BEGIN Passage to read

NOTES TO CONDENSED CONSOLIDATED FINANCIAL STATEMENTS

(UNAUDITED)

 

On November 18, 2019, the Company entered into another similar arrangement with the (February 1, 2019) investor above whereby the investor would advance up to $225,000 in exchange for a perpetual 2.25% rate Payment on the Company’s quarterly Revenues (commencing on quarter ending May 31, 2020). At February 29, 2020, the investor has advanced $109,000 and the investor advanced the $116,000 remainder as of May 2020.

 

On December 30, 2019, the Company entered into another similar arrangement with a new investor whereby the investor would advance up to $100,000 in exchange for a perpetual 1.00% rate Payment on the Company’s quarterly Revenues (commencing quarter ended November 30, 2020). At February 29, 2020, the investor has advanced $50,000 with the remainder to be advanced no later than June 30, 2020. If the total investor advances turns out to be less than $100,000, this would not constitute a breach of the agreement, rather the 1.00% rate would be adjusted on a pro-rata basis.

 

On April 22, 2020, the Company entered into another similar arrangement with the (first May 9, 2019) investor above whereby the investor would advance up to $100,000 in exchange for a perpetual 1.00% rate Payment on the Company’s quarterly Revenues. At May 31, 2020, the investor has fully funded this commitment.

 

On July 1, 2020, the Company entered into a similar agreement with the first investor whereby the investor would pay up to $800,000 in exchange for a perpetual 2.75% rate payment (Payment) on the Company’s reported quarterly revenue. These Payments are to be made 90 days after the fiscal quarter with the first payment being due no later than May 31, 2021. If the Payments would deplete RAD’s available cash by more than 20%, the payment may be deferred. The investor had agreed to pay $100,000 per month over an 8 month period with the first payment due July 2020 and the final payment no later than February 28, 2021. As at August 31, 2020 the investor had fully funded the $800,000 commitment.

 

On August 27, 2020, the Company and the first investor referred to above consolidated the three separate agreements of February 1, 2019 for $900,000, November 18, 2019 for $225,000 and July 1, 2020 for $800,000 into a new agreement for a total of $1,925,000. This new agreement is for similar terms as the above agreements save for the following: the rate payment is revised to 14.25% payable on revenues commencing the quarter ended August 31, 2020. Upon an event of default that we are unable to cure in the time allotted under the agreements, these Payments may be secured with a priority lien by UCC filing against all of our assets, but is subordinated to equipment financing or leasing agreements on the products the Company leases to its customers.

END Passage to read
BEGIN Data

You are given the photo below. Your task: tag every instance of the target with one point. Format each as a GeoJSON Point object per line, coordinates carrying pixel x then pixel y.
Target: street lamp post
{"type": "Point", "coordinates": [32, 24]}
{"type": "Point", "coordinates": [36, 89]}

END Data

What this task involves: Please repeat the financial notes word for word, starting with "On July 1, 2020, the" and going on through "the $800,000 commitment.".

Result of this exercise:
On July 1, 2020, the Company entered into a similar agreement with the first investor whereby the investor would pay up to $800,000 in exchange for a perpetual 2.75% rate payment (Payment) on the Company’s reported quarterly revenue. These Payments are to be made 90 days after the fiscal quarter with the first payment being due no later than May 31, 2021. If the Payments would deplete RAD’s available cash by more than 20%, the payment may be deferred. The investor had agreed to pay $100,000 per month over an 8 month period with the first payment due July 2020 and the final payment no later than February 28, 2021. As at August 31, 2020 the investor had fully funded the $800,000 commitment.